EXCERPT:
------

Someone said “30 years ago”, and my mind went to the 1970s, but they meant 1994, and now I need to lie down.
Customer: can I get some bacon
Me: sure
Customer: can you make it fatty
Me: *holding back tears* bacon isn’t that hard to make
I have learned to sneak up on my work colleagues and sit down without them noticing, just to have them turn around see them nearly shit themselves.
Cashier: Smile!
Me: Worry about your own face.
Pro tip:
Don’t drop the remote on your wife’s face when she falls asleep in your lap
Really enjoyed rearranging my onions into a different position this morning for half an hour. Huge day for us.
A guy saw me giving my dog water and said that he hopes I have a husband with how caring I am to my dog and I had to explain to him that men should be able to drink water on their own
[apiary]
ME: Are you the beekeeper?

------

COLLECTED MATERIAL:
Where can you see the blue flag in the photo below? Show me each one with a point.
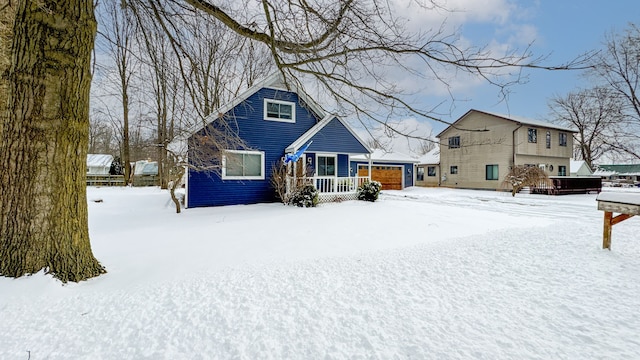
(297, 155)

------

TASK BRIEF:
Reproduce, word for word, everything in the excerpt of short jokes above from "Me: Worry about" down to "day for us.".

RESPONSE TO THIS TASK:
Me: Worry about your own face.
Pro tip:
Don’t drop the remote on your wife’s face when she falls asleep in your lap
Really enjoyed rearranging my onions into a different position this morning for half an hour. Huge day for us.